Il semplice fatto, per esempio, di percepire e riconoscere la propria mano che tasta e afferra, accanto alle cose tastate e afferrate, come qualcosa di appartenente al mondo esterno, deve avere instaurato una nuova relazione i cui effetti sono stati d’importanza capitale. Un essere che non abbia ancora preso coscienza del proprio io non può essere in grado di sviluppare né un pensiero astratto, né un linguaggio, né una coscienza o una morale responsabile.

 

Un essere che non riflette più corre il rischio di perdere tutte queste qualità e attività specificamente umane.




 Uno dei peggiori effetti della fretta, o forse dell’angoscia che ne è la causa diretta, è l’evidente incapacità degli uomini moderni di rimanere soli con se stessi, sia pure per breve tempo. Essi evitano con scrupolo ansioso qualsiasi possibilità di meditazione e d’introspezione; forse temono che la riflessione possa metterli di fronte a una agghiacciante immagine di se stessi, come quella descritta da Oscar Wilde nel suo classico romanzo dell’orrore Il ritratto di Dorian Gray.

 

Il dilagante bisogno di rumore, che sembra paradossale se si considera la nevrastenia degli uomini d’oggi, si spiega soltanto col bisogno di soffocare qualcosa. Durante una passeggiata nel bosco mia moglie ed io fummo un giorno sorpresi dal rapido avvicinarsi degli strilli di una radiolina che un solitario ciclista di circa 16 anni portava con sé sul portapacchi. Mia moglie osservò:

 

Questo ragazzo ha paura di sentir cantare gli uccelli!

**MATERIALE ESTRATTO**.
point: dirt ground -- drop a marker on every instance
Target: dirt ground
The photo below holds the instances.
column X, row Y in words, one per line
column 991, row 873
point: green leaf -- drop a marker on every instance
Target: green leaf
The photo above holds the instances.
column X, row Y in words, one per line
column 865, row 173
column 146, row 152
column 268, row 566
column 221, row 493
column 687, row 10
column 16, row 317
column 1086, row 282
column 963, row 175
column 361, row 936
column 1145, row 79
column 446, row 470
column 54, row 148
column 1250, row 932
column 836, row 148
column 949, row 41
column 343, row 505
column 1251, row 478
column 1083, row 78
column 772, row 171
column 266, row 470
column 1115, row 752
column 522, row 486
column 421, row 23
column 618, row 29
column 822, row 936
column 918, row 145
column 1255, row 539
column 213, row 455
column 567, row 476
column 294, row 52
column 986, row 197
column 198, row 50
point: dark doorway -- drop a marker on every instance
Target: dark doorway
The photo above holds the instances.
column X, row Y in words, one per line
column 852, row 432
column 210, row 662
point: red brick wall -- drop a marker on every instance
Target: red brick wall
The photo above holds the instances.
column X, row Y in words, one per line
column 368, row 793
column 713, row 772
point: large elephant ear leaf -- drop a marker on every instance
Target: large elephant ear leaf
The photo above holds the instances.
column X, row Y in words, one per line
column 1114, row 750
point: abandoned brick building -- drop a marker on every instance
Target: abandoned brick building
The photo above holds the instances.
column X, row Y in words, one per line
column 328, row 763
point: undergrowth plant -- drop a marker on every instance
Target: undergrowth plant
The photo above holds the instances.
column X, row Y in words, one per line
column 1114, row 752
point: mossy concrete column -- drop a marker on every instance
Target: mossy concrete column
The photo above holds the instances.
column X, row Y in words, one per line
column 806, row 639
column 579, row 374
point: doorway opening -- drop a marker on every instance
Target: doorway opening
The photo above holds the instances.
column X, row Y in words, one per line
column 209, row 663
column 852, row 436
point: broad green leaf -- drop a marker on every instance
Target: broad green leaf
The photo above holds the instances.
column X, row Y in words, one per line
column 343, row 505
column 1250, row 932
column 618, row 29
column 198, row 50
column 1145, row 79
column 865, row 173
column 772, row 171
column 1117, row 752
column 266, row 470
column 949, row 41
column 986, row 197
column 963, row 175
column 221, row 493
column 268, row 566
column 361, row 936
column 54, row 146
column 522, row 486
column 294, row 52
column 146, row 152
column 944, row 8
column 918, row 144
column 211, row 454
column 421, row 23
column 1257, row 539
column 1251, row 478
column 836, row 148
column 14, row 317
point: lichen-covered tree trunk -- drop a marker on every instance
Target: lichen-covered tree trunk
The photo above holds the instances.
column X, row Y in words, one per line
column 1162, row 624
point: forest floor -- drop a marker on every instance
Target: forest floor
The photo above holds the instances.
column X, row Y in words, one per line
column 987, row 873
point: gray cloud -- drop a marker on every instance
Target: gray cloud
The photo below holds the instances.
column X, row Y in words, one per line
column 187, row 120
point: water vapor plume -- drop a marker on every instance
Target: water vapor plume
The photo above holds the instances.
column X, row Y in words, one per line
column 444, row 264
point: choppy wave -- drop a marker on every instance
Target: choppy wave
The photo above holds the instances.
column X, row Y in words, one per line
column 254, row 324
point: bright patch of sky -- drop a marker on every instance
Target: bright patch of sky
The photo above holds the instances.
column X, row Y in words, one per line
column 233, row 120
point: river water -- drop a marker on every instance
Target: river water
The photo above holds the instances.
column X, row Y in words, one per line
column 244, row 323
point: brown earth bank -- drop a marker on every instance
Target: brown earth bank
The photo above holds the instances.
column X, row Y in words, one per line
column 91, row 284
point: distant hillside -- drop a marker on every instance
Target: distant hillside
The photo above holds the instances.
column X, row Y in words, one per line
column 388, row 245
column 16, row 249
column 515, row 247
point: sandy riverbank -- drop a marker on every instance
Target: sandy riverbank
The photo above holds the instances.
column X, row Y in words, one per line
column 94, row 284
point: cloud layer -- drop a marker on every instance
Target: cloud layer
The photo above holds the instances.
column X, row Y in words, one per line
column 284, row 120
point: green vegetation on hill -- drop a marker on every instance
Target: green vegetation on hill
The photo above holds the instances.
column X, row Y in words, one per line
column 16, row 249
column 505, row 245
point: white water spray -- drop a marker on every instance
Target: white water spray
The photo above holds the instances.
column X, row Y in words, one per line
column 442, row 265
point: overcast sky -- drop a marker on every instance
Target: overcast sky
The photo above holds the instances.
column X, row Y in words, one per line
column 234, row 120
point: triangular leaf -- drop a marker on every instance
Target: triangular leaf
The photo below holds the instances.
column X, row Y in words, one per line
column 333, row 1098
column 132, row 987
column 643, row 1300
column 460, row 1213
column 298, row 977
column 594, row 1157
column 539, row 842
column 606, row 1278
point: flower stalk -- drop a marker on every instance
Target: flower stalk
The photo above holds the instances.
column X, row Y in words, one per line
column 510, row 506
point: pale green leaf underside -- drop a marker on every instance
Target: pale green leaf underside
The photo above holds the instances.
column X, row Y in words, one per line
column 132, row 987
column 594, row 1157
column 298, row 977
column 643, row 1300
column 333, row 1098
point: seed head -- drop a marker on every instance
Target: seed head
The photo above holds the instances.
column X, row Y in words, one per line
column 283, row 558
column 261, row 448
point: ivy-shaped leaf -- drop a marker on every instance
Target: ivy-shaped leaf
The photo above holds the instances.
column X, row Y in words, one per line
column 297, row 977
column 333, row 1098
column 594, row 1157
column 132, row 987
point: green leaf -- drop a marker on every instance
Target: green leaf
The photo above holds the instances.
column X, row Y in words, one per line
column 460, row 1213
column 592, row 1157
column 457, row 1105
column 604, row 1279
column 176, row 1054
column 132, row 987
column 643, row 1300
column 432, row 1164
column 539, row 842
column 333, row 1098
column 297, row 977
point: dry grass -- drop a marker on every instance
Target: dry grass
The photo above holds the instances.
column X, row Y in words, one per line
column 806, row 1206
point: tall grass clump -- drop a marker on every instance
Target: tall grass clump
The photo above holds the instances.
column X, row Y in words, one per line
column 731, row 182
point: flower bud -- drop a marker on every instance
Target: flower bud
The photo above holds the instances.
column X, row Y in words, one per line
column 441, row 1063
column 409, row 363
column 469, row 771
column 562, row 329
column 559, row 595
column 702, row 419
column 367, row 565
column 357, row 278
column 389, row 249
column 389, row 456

**COSA SERVE**. Trascrivi senza modifiche la parte del brano sulla fretta e il rumore che va da "Il dilagante bisogno" a "cantare gli uccelli!".

**RISPOSTA SCRITTA**.
Il dilagante bisogno di rumore, che sembra paradossale se si considera la nevrastenia degli uomini d’oggi, si spiega soltanto col bisogno di soffocare qualcosa. Durante una passeggiata nel bosco mia moglie ed io fummo un giorno sorpresi dal rapido avvicinarsi degli strilli di una radiolina che un solitario ciclista di circa 16 anni portava con sé sul portapacchi. Mia moglie osservò:

 

Questo ragazzo ha paura di sentir cantare gli uccelli!